APPROVE _______ DISAPPROVE _______12
4. Cy Vance tabled for SCC discussion prohibitions against the use of U.S.-funded exchange programs for intelligence purposes and against “covert destabilization” of “friendly” governments. There was no other support for inclusion of either prohibition in the E.O. The Justice Department, on behalf of the FBI, is strongly opposed to the exchange program prohibition since it would both dry up a useful source of information and provide the KGB with a secure and safe mechanism to engage in espionage in this country. State was content to have a hearing on the “covert destabilization” prohibition in view of the fact that any proposed programs of this nature would first have to be recommended by the SCC, approved by you and reported to Congress.
That neither the covert destabilization nor exchange programs prohibitions be included in the E.O.
APPROVE _______ DISAPPROVE _______13
5. Practical experience since the issuance of PD–17 last summer has demonstrated the need to clarify the relationship between the DCI’s “full and exclusive” control of the NFIP budget and the PRC’s new role of establishing the highest level consumer requirements for foreign intelligence. If NSC-level consumer requirements are really going to drive the activities of the Intelligence Community they must be reflected in and form the ultimate basis for budget decisions. In practice, however, two different staff bureaucracies are involved and, unless they are forced to come together at budget time there will be a continuing tendency for each to go its own way. Therefore, I believe there should be a provision in the E.O. that requires the PRC to review the proposed NFIP budget prior to its submission to you to consider its responsiveness to NSC-level consumer requirements. Since Turner would be chairing the PRC for these purposes it would not be an erosion of his budget authority and would help ensure that the consumer requirements-intelligence programs loop is closed.

* SHORT TASK 1 *
List every organization named in paragraph 4 of the memo on the intelligence executive order, the paragraph that begins "Cy Vance tabled."
* SHORT TASK 2 *
In the memo on the intelligence executive order, who would chair the PRC when it reviews the proposed NFIP budget?
* SHORT TASK 3 *
Continue the memo on the intelligence executive order from the point where it stops.

* DATA *
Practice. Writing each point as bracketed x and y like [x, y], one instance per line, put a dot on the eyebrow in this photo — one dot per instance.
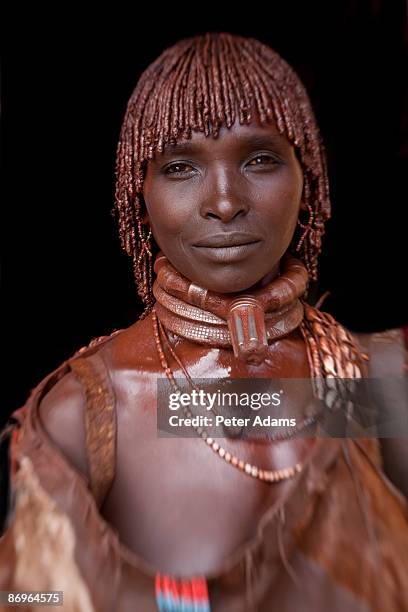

* EXERCISE RESULT 1 *
SCC, Justice Department, FBI, KGB, State, Congress

* EXERCISE RESULT 2 *
Turner

* EXERCISE RESULT 3 *
That you approve clarification in the E.O. of relationships between the PRC “consumer’s union” and the NFIP budget process as indicated above. (Section 3(b) (1) (iv), p. 7)
APPROVE _______ DISAPPROVE _______14
6. In PD–17 you directed that the National Security Council should act as the “highest organizational entity that provides guidance and direction to the development and formulation of national intelligence activities” and assigned important new intelligence review responsibilities to both the SCC and PRC. This requires a more active NSC Staff role and involvement in the business of the Intelligence Community than in the past, especially in the budget and sensitive activities areas. This new role would be facilitated by providing an NSC Staff observer seat on the National Foreign Intelligence Board (NFIB) which is to be chaired by the DCI and meets regularly to advise him on major foreign intelligence issues, some of which later come before NSC committees for resolution. This will not be popular with the traditionalists in the intelligence bureaucracy who prefer as little White House involvement as possible in their affairs but is totally consistent with the main thrust of the Executive Order.
That a representative of the Assistant to the President for National Security Affairs be given observer status at NFIB meetings.
APPROVE _______ DISAPPROVE _______15
7. The whole intelligence field is still a highly politicized subject and we will want to give careful attention to how we make public the new Executive Order. It would, therefore, be most helpful if you could meet with leaders of the House and Senate Select Committees when the Executive Order is officially issued to thank them for their unprecedented cooperation and to let them share some of the credit. This is one area where we also deserve credit for working well with Congress, and it will be most helpful to have their full support in responding to the inevitable critics.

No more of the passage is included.